=== Extract ===

Tuesday, October 25, 2022
9:30 am - 10:30 am

Location: NHB 1.720

Soft materials, such as polymer gels, have long been realized as a potential platform for actuation; however, several challenges have limited their integration into translatable technologies. In particular, soft matter actuators are slow, unable to generate significant power, and typically require external intervention to initiate multiple, sequential actuation events. Here, we describe our efforts to meet these challenges.

We first introduce materials science principles and lessons that we have learned as part of a multi-university team, which takes inspiration from examples in nature including mantis shrimp and trap-jaw ants. These organisms use Latch-Mediated Spring Actuation (LaMSA) to achieve high power, impulsive movements by integrating actuators, elastic elements, and stability-mediating latches. We demonstrate how transient metastable deformations associated with swelling and deswelling of a polymer gel can be exploited to generate mechanical bi-stability, giving rise to multiple, self-repeating, snap-through movements. Second, we describe the use of structural asymmetry to mediate swelling/deswelling processes in order to control the kinematics of mesoscale polymer ribbons. We use this control to form bundled structures that resemble powerful biological actuators, e.g. muscles, and their formation processes open pathways for creating a future generation of materials that have textile-like properties without requiring energy intensive spinning and weaving processes.

=== Listed entries ===

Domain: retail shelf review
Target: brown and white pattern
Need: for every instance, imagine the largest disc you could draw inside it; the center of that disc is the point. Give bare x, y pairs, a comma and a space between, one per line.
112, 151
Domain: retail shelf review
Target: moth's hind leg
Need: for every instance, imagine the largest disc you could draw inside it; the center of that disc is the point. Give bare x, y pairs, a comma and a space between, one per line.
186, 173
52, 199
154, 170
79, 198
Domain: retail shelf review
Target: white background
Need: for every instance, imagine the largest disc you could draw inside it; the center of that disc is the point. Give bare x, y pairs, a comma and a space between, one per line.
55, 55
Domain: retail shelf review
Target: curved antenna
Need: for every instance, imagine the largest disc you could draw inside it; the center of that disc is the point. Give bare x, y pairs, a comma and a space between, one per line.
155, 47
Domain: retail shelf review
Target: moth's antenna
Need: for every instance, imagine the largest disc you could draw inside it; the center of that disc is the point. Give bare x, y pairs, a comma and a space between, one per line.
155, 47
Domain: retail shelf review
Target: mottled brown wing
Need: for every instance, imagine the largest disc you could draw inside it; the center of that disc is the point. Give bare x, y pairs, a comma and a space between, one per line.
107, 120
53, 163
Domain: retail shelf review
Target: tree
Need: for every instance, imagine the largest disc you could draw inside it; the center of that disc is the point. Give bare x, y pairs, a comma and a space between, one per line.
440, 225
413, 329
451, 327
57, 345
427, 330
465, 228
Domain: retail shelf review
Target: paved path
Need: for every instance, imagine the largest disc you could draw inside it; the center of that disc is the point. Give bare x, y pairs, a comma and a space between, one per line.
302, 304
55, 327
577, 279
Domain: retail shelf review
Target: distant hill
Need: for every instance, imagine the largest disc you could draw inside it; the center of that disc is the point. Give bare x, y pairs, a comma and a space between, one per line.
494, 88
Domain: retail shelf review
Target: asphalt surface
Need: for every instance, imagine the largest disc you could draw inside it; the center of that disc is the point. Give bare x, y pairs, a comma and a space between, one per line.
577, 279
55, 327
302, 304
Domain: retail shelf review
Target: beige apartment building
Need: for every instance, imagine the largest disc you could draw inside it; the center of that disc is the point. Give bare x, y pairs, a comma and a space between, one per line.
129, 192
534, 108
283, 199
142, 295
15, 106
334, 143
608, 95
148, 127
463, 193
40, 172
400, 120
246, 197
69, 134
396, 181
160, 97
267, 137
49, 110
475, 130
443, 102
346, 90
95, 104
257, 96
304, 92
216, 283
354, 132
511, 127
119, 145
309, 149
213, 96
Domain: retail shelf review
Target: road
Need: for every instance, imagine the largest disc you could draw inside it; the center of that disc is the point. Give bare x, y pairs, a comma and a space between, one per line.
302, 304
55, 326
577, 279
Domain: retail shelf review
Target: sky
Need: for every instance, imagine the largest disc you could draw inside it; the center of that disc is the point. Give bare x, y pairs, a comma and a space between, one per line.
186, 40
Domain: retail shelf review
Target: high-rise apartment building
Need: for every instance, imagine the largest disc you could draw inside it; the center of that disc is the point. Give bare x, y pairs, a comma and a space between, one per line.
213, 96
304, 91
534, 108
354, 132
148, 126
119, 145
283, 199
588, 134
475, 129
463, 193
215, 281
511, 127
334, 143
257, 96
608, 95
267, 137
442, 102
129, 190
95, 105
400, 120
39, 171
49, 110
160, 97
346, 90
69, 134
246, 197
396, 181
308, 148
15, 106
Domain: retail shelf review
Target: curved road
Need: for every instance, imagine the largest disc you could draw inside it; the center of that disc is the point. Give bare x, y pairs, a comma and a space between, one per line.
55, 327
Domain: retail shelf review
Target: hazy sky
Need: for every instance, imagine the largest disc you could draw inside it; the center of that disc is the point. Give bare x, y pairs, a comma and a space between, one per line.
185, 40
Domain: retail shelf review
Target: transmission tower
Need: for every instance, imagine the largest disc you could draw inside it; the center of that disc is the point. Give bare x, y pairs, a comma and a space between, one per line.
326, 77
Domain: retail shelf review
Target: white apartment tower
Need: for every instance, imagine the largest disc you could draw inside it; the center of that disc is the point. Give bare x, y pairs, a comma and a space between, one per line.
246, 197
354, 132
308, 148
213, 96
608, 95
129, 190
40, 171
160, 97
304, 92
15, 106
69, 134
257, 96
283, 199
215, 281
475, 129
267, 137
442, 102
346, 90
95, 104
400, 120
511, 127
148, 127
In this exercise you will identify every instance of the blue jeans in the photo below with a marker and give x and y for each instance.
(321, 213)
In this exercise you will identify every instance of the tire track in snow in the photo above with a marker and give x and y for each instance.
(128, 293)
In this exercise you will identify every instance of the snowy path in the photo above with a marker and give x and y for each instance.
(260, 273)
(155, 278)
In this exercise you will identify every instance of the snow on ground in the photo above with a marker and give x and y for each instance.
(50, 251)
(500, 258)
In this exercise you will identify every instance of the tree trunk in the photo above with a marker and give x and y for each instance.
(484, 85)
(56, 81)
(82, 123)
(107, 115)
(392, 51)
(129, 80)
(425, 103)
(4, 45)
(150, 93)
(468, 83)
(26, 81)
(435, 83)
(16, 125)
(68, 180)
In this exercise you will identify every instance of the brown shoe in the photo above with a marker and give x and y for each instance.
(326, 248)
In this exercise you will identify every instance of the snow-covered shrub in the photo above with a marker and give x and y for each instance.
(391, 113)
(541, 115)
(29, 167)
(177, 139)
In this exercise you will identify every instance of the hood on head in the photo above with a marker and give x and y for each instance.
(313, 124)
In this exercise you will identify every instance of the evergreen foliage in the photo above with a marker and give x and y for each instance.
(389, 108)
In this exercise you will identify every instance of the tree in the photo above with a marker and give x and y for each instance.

===

_What you have to do_
Please state which two animals the abstract on polymer gel actuators names as sources of inspiration.

_Your response_
Mantis shrimp and trap-jaw ants.